>> start Input
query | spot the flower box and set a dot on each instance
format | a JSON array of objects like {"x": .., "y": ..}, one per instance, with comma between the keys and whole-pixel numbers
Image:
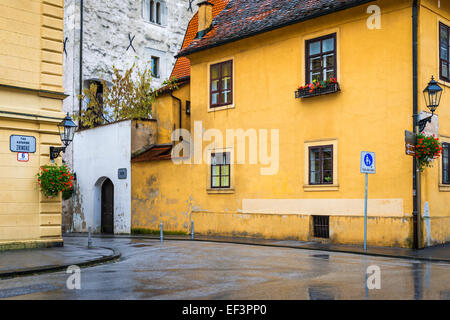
[{"x": 317, "y": 89}]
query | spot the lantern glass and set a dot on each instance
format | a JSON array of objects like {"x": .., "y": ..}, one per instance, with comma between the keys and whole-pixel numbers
>> end Input
## [Written instruction]
Copy word for word the lines of the material, starting with the line that contains "query | spot the lantern" and going on through the end of the material.

## [The reply]
query | spot the lantern glass and set a dot on each instance
format | a JSON array of objects like {"x": .., "y": ..}, one per instance, with comma between the keys and whole-pixel numbers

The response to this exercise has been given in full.